### Source text
§

= Canadian House of Commons Standing Committee on Justice and Human Rights =

Standing committee of the House of Commons of Canada

The House of Commons Standing Committee on Justice and Human Rights (JUST) is a standing committee of the House of Commons of Canada. The Standing Committee on Justice and Legal Affairs, as it was then known, began their first session on February 17, 1966, under the Chair Alan John Patrick Cameron (Liberal Party of Canada). More recently, in December 2018, under its current name, JUST, the Committee submitted their unanimous report to the House of Commons entitled Moving Forward in the Fight Against Human Trafficking in Canada. In April 2019, a JUST press release announced that they were undertaking a study of online hate. In 2016, the committee began a multi-part study on access to justice in Canada, which includes a study of the restoration of Court Challenges Program (CCP) and a study on access to legal aid.

==Mandate==
The Committee looks over and summarizes the administrative and management designs of Department of Justice and its subsidiary agencies Canadian Human Rights Commission, Office of the Commissioner for Federal Judicial Affairs of Canada, Supreme Court of Canada, Courts Administration Service, Administrative Tribunals Support Service of Canada, and Public Prosecution Service of Canada.

The committee has the ability to make changes to federal laws with particular concerns to Criminal Code, Youth Criminal Justice Act, Divorce Act, Civil Marriage Act, Canadian Human Rights Act, Judges Act, the Courts Administration Service Act, and the Supreme Court Act

The committee also researches on these areas above on behalf of the House of Commons or on its own preference.

==History==

Originally, JUST was called the Standing Committee on Justice and Legal Affairs which was subsequently changed to the Standing Committee on Justice and the Solicitor General. The current name was put in place by the House of Commons effective "September 30, 1997" as it combine its mandate with the "former Standing Committee on Human Rights and the Status of Persons with Disabilities." The name was changed again in February 2004 to the Standing Committee on Justice and Human Rights, Public Safety and Emergency Preparedness, but was changed back in April 2006.

The first session of the Standing Committee on Justice and Legal Affairs on February 17, 1966, until April 21, 1966, under the Chair Alan John Patrick Cameron (Liberal Party of Canada) from constituency High Park, ON.

==Remediation agreements in relation to SNC-Lavalin==
In 2018 and 2019, the JUST standing committee undertook a study of remediation agreements, the Shawcross doctrine as they relate to the SNC-Lavalin affair.

In his submission to the JUST committee, the President of the Canadian National Section of the International Commission of Jurists (ICJ), Errol Mendes, who is also a constitutional and international law professor at the University of Ottawa, recommended that an "authoritative set of guidelines for the roles of the attorney general, the cabinet and the Privy Council Office relating to attorney general and the [Director of Public Prosecutions (DPP)] conduct and decisions on prosecutions" be established. On February 27, former Attorney General of Canada, Jody Wilson-Raybould, provided lengthy testimony and answered questions about the possibility of political interference in the SNL-Lavalin prosecution. She also clarified her roles as both Minister of Justice and Attorney General. The committee voted in favour of allowing Wilson-Raybould to provide her testimony before them and the public.

§

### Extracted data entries
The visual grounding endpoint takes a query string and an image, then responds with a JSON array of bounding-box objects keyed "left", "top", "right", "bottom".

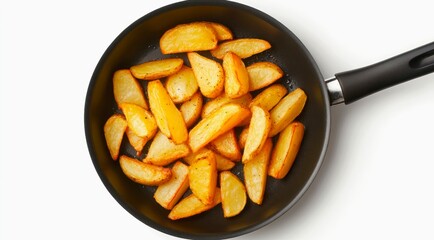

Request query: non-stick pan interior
[{"left": 85, "top": 1, "right": 330, "bottom": 238}]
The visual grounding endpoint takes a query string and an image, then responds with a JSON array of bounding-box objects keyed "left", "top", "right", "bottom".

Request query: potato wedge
[
  {"left": 242, "top": 106, "right": 271, "bottom": 163},
  {"left": 160, "top": 22, "right": 218, "bottom": 54},
  {"left": 268, "top": 121, "right": 304, "bottom": 179},
  {"left": 206, "top": 22, "right": 234, "bottom": 41},
  {"left": 164, "top": 66, "right": 199, "bottom": 103},
  {"left": 209, "top": 129, "right": 241, "bottom": 161},
  {"left": 179, "top": 91, "right": 203, "bottom": 128},
  {"left": 148, "top": 80, "right": 188, "bottom": 144},
  {"left": 211, "top": 38, "right": 271, "bottom": 59},
  {"left": 223, "top": 52, "right": 249, "bottom": 98},
  {"left": 168, "top": 188, "right": 222, "bottom": 220},
  {"left": 269, "top": 88, "right": 307, "bottom": 137},
  {"left": 188, "top": 151, "right": 217, "bottom": 205},
  {"left": 143, "top": 131, "right": 190, "bottom": 166},
  {"left": 119, "top": 155, "right": 172, "bottom": 186},
  {"left": 104, "top": 114, "right": 128, "bottom": 160},
  {"left": 249, "top": 83, "right": 288, "bottom": 111},
  {"left": 238, "top": 126, "right": 249, "bottom": 149},
  {"left": 243, "top": 138, "right": 273, "bottom": 205},
  {"left": 187, "top": 52, "right": 225, "bottom": 98},
  {"left": 126, "top": 128, "right": 148, "bottom": 156},
  {"left": 130, "top": 58, "right": 184, "bottom": 80},
  {"left": 113, "top": 69, "right": 148, "bottom": 109},
  {"left": 120, "top": 103, "right": 157, "bottom": 139},
  {"left": 202, "top": 93, "right": 252, "bottom": 118},
  {"left": 247, "top": 62, "right": 283, "bottom": 91},
  {"left": 188, "top": 103, "right": 250, "bottom": 152},
  {"left": 220, "top": 171, "right": 247, "bottom": 218},
  {"left": 154, "top": 162, "right": 189, "bottom": 210}
]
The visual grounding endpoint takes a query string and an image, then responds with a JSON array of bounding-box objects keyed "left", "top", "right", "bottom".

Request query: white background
[{"left": 0, "top": 0, "right": 434, "bottom": 240}]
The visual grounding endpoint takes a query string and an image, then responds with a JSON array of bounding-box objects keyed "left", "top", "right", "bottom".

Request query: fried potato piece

§

### Requests
[a] Reproduce word for word the part of the committee article from "The committee has" to "its own preference.".
[b] Decide whether each statement agrees with the committee article, answering yes or no and quoting the deciding words: (i) The committee's first session ran until April 21, 1966. (ii) The name adopted in February 2004 remained in use permanently. (iii) The committee's December 2018 report on human trafficking was unanimous.
The records stand apart from the committee article and are separate material.

### Responses
[a]
The committee has the ability to make changes to federal laws with particular concerns to Criminal Code, Youth Criminal Justice Act, Divorce Act, Civil Marriage Act, Canadian Human Rights Act, Judges Act, the Courts Administration Service Act, and the Supreme Court Act

The committee also researches on these areas above on behalf of the House of Commons or on its own preference.

[b]
(i) Yes: "until April 21, 1966"
(ii) No: "but was changed back in April 2006"
(iii) Yes: "the Committee submitted their unanimous report to the House of Commons"